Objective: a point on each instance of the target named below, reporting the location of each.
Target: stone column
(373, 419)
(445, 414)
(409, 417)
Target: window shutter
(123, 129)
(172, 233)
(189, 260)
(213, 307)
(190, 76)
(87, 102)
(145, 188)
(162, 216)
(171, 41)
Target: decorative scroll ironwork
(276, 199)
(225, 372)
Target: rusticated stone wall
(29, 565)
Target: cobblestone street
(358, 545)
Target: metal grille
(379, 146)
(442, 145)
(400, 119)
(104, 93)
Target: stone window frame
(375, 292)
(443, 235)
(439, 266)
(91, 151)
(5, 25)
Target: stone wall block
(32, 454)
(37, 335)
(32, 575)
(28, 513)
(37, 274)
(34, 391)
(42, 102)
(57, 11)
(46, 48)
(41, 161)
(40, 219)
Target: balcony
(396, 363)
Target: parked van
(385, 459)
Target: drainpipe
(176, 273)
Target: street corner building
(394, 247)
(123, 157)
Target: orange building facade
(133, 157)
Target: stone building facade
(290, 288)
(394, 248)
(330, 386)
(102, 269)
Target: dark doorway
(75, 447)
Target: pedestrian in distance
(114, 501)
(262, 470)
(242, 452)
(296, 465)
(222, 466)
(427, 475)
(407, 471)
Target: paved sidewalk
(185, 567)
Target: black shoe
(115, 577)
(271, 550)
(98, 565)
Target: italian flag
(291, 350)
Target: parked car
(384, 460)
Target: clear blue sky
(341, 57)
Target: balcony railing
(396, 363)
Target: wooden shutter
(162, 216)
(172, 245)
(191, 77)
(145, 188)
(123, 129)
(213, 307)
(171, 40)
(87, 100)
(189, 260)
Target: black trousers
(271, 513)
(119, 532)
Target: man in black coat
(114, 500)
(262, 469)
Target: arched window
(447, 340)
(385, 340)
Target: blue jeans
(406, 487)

================================

Rewrite all of the data above, changing "drainpipe" to "downspout" and leaving everything else as it is.

Objective: a point on each instance of the target named below, reporting the location of each.
Target: stone column
(373, 419)
(445, 414)
(409, 417)
Target: window shutter
(123, 129)
(172, 233)
(189, 260)
(213, 307)
(190, 76)
(87, 102)
(145, 188)
(162, 216)
(171, 41)
Target: decorative scroll ironwork
(276, 199)
(225, 372)
Target: rusticated stone wall
(29, 565)
Target: cobblestone street
(358, 545)
Target: metal grille
(379, 146)
(442, 145)
(400, 119)
(104, 93)
Target: stone window frame
(375, 292)
(443, 235)
(439, 266)
(91, 151)
(5, 25)
Target: stone wall block
(32, 454)
(37, 335)
(32, 575)
(28, 513)
(37, 274)
(34, 391)
(42, 102)
(57, 11)
(46, 48)
(41, 161)
(40, 219)
Target: balcony
(396, 363)
Target: parked van
(385, 459)
Target: downspout
(176, 273)
Target: street corner building
(394, 247)
(123, 157)
Target: orange building facade
(133, 157)
Target: stone building facade
(290, 288)
(394, 248)
(330, 386)
(102, 269)
Target: dark doorway
(75, 447)
Target: pedestrian in distance
(114, 501)
(262, 470)
(242, 452)
(296, 465)
(222, 466)
(427, 475)
(407, 471)
Target: paved sidewalk
(185, 567)
Target: black shoe
(115, 577)
(271, 550)
(98, 565)
Target: italian flag
(291, 350)
Target: parked car
(384, 460)
Target: clear blue sky
(341, 57)
Target: balcony railing
(396, 363)
Target: wooden shutter
(162, 216)
(172, 245)
(191, 77)
(145, 188)
(123, 129)
(213, 307)
(171, 40)
(87, 100)
(189, 260)
Target: black trousers
(271, 513)
(119, 532)
Target: man in black coat
(114, 500)
(262, 469)
Target: arched window
(447, 340)
(385, 340)
Target: blue jeans
(406, 487)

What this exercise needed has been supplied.